### Task to carry out
Could you quote, word for word, the stretch from the start of the entries through the line containing "1054L441 1041L412 1123L413", leaving out the pictures?

### Input for this task
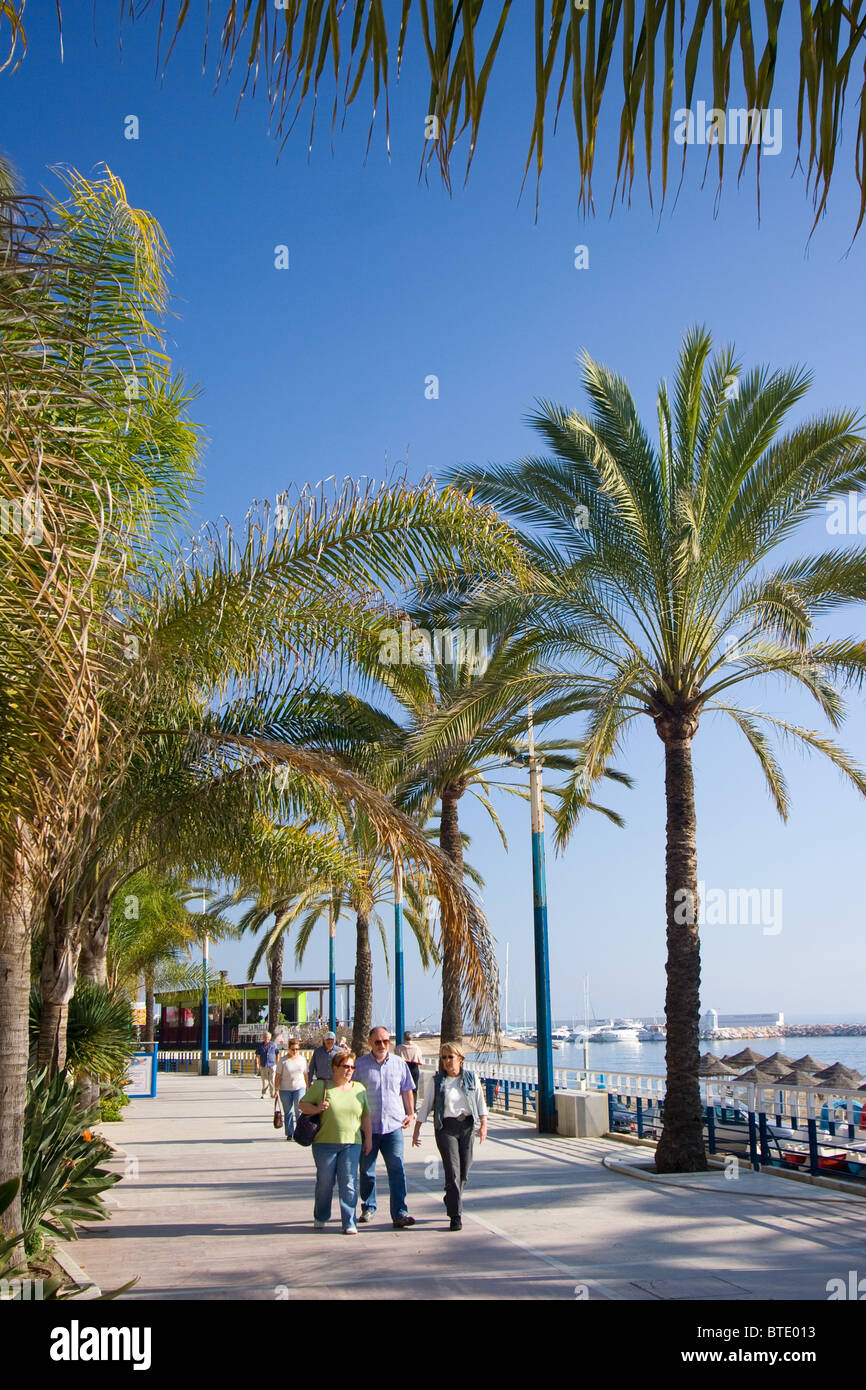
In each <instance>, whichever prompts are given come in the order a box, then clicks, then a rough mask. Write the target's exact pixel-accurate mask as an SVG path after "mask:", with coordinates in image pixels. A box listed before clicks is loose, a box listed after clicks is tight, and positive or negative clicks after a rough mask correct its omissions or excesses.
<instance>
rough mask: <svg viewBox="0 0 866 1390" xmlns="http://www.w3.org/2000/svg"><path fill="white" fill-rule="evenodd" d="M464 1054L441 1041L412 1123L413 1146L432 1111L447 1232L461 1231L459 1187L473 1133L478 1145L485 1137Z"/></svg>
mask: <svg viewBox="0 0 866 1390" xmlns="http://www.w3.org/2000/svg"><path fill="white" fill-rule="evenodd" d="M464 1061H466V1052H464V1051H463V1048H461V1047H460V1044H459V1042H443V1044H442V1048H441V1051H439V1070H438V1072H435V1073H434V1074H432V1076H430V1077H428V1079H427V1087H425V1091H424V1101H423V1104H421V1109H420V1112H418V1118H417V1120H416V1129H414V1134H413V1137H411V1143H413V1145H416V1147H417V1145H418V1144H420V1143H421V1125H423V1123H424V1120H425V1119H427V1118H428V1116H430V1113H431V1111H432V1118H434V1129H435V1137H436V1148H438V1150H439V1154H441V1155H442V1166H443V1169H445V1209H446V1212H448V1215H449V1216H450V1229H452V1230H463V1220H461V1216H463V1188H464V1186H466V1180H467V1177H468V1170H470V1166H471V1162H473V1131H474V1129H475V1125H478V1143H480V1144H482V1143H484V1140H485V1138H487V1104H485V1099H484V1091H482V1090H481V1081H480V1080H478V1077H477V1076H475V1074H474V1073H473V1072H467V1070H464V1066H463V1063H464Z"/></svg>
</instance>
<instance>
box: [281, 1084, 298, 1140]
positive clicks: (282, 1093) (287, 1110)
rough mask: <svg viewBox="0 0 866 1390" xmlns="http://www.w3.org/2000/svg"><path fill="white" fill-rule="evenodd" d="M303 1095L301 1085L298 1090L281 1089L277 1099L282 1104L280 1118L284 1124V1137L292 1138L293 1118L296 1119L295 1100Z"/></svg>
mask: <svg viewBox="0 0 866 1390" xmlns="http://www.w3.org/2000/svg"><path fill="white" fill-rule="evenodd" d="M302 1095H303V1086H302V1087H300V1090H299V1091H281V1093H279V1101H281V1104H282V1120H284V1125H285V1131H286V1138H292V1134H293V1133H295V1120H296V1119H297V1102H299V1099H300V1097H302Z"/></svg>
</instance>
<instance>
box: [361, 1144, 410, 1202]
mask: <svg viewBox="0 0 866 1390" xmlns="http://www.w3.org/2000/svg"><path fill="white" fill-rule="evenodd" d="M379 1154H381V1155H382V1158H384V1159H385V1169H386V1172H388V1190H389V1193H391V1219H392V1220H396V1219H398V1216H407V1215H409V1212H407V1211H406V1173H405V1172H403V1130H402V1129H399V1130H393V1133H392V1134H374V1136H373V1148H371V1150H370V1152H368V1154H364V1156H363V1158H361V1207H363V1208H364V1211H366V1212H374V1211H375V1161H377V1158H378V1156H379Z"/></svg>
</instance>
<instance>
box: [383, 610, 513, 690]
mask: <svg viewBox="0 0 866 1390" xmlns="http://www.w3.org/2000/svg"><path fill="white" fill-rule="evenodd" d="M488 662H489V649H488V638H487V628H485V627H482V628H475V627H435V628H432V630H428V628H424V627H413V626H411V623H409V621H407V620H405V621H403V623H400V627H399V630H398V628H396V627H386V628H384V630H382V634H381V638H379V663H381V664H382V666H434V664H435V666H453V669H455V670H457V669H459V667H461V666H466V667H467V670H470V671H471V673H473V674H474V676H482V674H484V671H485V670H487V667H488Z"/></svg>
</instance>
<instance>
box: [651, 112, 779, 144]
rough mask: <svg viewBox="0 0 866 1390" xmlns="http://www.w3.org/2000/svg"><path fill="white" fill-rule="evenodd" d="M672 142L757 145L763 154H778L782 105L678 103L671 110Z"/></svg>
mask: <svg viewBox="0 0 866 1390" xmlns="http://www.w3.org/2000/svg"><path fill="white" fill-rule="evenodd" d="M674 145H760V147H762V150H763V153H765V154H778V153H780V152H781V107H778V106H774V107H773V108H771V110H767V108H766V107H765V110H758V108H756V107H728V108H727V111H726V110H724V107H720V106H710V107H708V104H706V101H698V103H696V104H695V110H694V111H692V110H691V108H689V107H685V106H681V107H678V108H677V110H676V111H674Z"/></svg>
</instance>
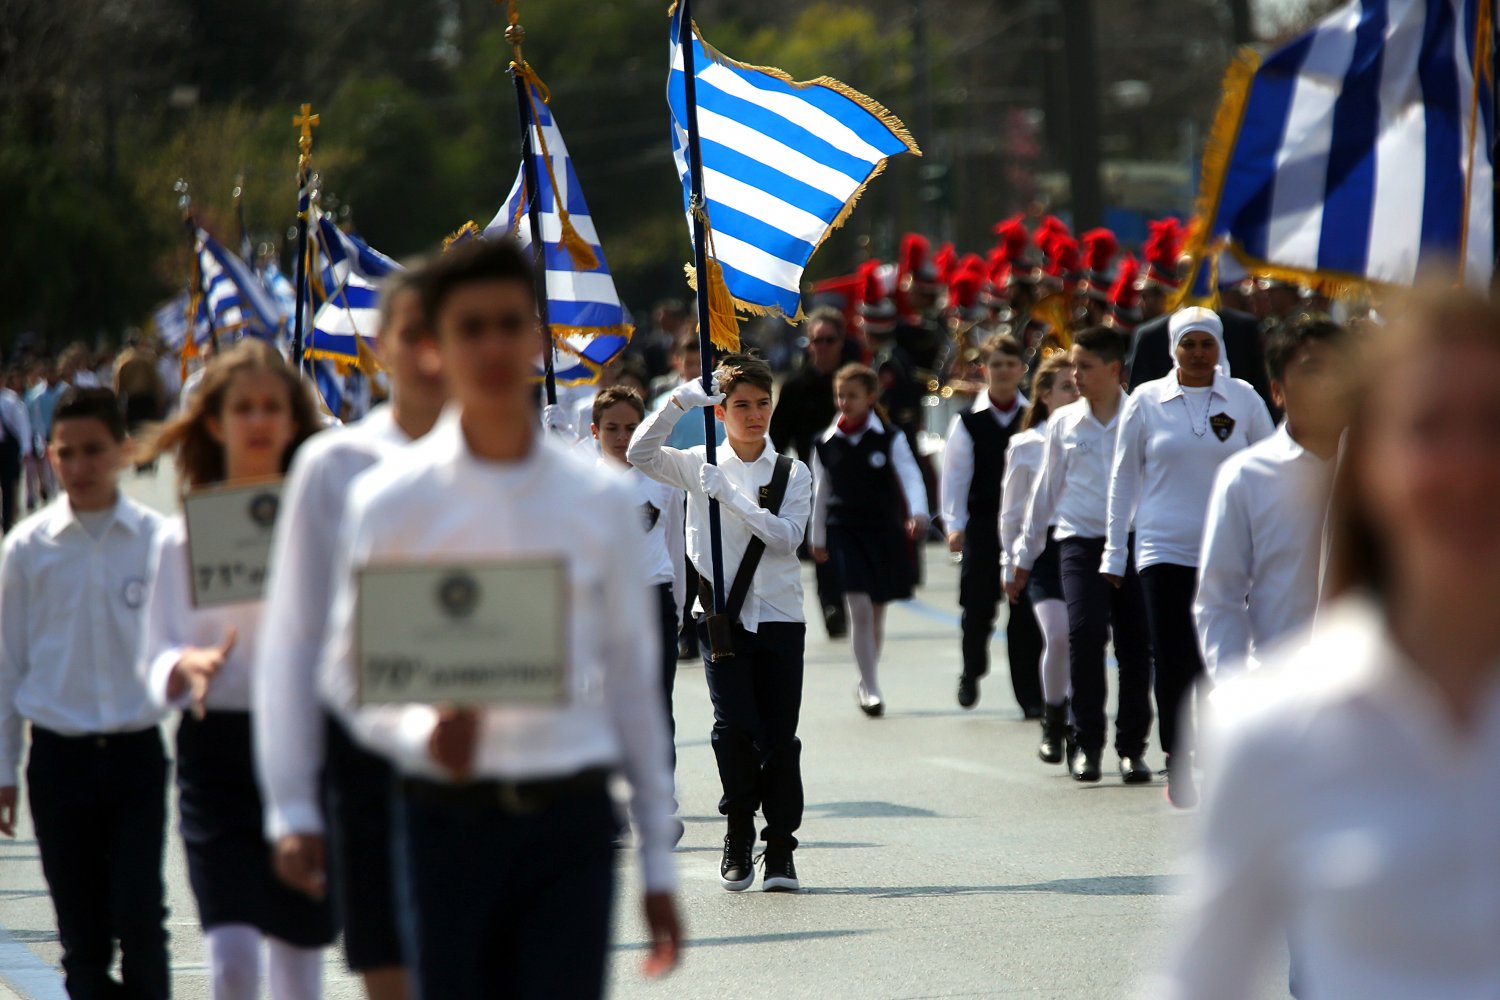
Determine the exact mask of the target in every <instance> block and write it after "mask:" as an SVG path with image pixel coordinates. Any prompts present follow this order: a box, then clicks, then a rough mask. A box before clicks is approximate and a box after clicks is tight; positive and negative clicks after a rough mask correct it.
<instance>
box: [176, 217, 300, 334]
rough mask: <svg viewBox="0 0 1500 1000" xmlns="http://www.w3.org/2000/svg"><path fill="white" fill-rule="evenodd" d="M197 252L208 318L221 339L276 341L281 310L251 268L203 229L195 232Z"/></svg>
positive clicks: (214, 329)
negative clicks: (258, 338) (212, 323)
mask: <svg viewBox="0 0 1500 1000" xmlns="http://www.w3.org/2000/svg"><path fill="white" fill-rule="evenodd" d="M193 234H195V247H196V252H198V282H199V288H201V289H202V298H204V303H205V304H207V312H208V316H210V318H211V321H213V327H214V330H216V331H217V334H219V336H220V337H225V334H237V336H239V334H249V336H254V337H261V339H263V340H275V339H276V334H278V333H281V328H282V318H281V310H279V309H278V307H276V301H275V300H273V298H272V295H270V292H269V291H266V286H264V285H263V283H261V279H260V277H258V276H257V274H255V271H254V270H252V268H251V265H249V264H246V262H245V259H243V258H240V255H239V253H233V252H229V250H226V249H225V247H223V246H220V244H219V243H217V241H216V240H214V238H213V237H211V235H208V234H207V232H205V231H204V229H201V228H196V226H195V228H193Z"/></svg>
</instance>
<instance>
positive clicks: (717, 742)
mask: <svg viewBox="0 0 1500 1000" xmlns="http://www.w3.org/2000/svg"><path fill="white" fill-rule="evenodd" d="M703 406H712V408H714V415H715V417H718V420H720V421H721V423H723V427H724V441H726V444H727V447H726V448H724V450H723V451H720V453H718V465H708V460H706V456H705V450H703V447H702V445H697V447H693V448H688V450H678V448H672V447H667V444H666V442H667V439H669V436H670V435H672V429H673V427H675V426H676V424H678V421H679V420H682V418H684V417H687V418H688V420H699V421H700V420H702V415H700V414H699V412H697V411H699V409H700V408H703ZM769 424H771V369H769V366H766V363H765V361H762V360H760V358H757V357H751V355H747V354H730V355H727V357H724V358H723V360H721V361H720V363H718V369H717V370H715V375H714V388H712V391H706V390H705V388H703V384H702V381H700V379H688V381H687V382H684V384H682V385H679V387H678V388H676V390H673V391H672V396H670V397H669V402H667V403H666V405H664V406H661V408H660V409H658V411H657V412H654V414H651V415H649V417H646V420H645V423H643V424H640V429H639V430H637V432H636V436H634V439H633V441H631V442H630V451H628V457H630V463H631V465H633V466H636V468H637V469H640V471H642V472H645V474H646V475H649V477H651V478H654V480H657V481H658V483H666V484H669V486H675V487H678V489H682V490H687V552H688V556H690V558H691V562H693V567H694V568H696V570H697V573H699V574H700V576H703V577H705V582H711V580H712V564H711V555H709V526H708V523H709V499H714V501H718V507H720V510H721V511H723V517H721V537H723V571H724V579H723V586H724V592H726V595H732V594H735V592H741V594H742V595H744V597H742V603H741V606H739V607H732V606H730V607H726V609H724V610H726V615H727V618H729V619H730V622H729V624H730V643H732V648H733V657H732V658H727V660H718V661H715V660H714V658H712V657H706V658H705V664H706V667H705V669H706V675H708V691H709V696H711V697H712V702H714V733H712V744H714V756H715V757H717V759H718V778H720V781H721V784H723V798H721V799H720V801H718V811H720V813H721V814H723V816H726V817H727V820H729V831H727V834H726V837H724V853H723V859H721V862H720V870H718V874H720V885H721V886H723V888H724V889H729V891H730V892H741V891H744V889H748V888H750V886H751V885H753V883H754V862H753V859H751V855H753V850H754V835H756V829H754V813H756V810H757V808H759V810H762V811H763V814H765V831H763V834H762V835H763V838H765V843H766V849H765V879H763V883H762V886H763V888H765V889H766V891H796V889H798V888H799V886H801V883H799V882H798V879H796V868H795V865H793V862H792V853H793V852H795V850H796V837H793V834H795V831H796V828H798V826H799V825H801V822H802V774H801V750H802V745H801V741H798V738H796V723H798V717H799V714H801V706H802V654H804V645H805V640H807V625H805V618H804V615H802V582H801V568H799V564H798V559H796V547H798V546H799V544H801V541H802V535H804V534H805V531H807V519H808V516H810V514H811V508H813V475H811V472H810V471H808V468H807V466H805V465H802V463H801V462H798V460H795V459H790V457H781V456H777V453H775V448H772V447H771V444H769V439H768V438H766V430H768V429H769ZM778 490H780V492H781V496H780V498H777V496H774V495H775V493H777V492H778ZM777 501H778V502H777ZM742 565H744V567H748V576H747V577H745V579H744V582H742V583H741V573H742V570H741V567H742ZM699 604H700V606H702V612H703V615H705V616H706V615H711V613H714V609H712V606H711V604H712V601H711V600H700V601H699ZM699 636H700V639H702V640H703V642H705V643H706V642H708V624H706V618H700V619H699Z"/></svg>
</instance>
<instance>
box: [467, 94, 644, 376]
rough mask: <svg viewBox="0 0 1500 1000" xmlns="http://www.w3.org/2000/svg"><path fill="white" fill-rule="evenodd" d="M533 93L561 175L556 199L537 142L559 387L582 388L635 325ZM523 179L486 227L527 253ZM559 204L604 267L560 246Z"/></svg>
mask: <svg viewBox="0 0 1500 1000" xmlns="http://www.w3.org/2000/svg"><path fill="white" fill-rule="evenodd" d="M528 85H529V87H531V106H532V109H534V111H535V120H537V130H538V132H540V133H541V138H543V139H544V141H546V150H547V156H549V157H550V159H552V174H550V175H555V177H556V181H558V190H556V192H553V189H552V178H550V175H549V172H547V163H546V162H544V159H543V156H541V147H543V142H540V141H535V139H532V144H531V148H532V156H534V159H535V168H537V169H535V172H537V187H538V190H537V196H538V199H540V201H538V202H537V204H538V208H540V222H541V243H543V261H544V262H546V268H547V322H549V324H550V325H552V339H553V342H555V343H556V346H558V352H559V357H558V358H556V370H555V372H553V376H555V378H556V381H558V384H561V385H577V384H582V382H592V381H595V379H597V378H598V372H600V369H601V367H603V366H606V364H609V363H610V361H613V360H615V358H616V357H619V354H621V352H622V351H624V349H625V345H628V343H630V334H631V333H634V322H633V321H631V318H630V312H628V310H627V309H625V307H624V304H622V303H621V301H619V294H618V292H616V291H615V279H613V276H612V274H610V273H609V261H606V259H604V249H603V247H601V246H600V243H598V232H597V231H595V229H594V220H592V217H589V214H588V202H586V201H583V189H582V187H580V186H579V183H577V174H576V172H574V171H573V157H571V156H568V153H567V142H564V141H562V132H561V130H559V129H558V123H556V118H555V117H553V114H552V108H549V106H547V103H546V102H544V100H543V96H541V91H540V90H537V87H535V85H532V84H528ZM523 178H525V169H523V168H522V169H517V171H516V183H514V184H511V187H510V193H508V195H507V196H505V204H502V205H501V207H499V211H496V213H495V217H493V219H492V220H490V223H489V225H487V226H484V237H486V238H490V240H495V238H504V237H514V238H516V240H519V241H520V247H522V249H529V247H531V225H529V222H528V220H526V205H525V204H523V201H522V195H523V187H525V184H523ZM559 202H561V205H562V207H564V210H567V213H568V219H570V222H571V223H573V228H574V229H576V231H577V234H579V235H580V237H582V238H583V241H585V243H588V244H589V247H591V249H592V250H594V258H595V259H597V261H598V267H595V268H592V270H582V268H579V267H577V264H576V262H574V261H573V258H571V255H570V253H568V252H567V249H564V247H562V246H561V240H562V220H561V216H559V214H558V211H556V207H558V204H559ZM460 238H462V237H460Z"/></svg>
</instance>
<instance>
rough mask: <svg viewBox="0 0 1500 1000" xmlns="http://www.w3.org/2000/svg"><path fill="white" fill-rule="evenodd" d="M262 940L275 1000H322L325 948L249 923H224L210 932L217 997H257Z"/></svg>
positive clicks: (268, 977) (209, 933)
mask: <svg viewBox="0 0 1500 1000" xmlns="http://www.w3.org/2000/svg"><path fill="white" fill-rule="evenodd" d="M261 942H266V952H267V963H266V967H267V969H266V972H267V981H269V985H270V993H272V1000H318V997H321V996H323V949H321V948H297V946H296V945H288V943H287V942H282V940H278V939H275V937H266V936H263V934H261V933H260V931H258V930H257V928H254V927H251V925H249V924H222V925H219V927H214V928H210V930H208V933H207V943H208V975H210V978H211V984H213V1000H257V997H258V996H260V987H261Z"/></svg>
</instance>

### Response to the task
In each <instance>, whichever prompts are given come in the order a box, then clicks, then a rough mask. Write the target's exact pixel-accurate mask as an SVG path after "mask:", with coordinates in image pixels. A box listed before clicks is loose, a box listed after clicks is tight, and positive or negative clicks after a rough mask correct its omissions or excesses.
<instance>
rough mask: <svg viewBox="0 0 866 1390" xmlns="http://www.w3.org/2000/svg"><path fill="white" fill-rule="evenodd" d="M464 1054L441 1041L412 1123L413 1146L432 1111L447 1232L461 1231L459 1187L473 1133L478 1145L485 1137Z"/></svg>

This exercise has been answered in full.